Request
List every recognizable Dallas location that the passage about the new Dallas says viewers visit.

Given text
——

Even if the story lines tend toward the cheesy—Sue Ellen (Linda Gray) is back too and apparently about to launch a campaign for Texas governor—Cidre understands that characters this iconic don’t need fussy reinvention; they need to be let loose. It’s as if the Ewings weren’t fictional at all and just kept carrying on after the original show ran its course. Of the veteran actors, Hagman clearly seems to be having the hammiest time—his unruly old-man eyebrows are so perversely theatrical that they deserve their own category at the Emmys—but the actor deftly keeps his performance from turning into a joke. Midway through the third episode, when Ken Kercheval waddles onto the screen as Cliff Barnes, back in Dallas possibly to conspire with Bobby or Sue Ellen against J.R., Hagman’s eyes lock onto his old rival’s, and several generations’ worth of enmity and bitterness pour forth. The phrase “grumpy old men” doesn’t even describe the half of it.
Make no mistake, though: this Dallas isn’t drowning in nostalgia. The show has a wit, a grit, and an imagination that feels entirely modern. Much of this has to do with the decision by the producers to film the entire run of the season in Big D, unlike the mostly Hollywood-shot original (see “Shoot J.R. Here”). Among other recognizable locations, we visit the downtown bar the Cedars Social, AT&T Plaza, and even one of Jerry Jones’s luxury suites at Cowboys Stadium. (Jones turns up for a cameo, introducing J.R. to the crowd on the stadium’s 2,100-inch HD video screen.) A family that always seemed so emblematic of a bigger-shinier-slicker Dallas now looks like it really is a part of the city’s social fabric.

——

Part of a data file
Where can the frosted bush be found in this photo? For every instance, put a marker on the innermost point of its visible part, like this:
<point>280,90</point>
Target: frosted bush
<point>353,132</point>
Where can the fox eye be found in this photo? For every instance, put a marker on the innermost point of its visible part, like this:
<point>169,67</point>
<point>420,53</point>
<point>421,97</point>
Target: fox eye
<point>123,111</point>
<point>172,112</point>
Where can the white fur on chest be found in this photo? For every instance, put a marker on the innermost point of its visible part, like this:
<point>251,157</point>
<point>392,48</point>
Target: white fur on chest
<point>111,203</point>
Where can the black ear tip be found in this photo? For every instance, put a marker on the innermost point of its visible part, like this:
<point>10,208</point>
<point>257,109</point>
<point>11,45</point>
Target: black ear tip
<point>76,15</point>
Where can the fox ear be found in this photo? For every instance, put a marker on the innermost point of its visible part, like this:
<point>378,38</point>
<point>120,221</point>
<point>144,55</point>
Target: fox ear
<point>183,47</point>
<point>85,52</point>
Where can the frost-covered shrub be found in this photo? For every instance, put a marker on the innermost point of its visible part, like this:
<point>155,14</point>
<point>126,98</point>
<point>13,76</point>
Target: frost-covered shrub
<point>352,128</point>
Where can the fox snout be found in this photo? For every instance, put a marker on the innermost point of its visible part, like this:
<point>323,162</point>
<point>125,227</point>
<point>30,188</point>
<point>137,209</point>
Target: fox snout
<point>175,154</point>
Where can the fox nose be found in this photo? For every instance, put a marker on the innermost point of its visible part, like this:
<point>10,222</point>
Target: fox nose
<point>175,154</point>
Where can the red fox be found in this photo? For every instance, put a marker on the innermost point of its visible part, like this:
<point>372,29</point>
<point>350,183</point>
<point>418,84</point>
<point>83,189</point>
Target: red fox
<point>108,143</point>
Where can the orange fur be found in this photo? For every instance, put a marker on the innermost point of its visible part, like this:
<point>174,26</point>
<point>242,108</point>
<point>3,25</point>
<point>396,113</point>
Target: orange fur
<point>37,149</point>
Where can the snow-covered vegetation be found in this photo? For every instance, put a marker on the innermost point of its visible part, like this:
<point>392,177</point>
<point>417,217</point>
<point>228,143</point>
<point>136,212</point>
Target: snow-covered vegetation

——

Answer for this exercise
- The Cedars Social, a downtown bar
- AT&T Plaza
- One of Jerry Jones's luxury suites at Cowboys Stadium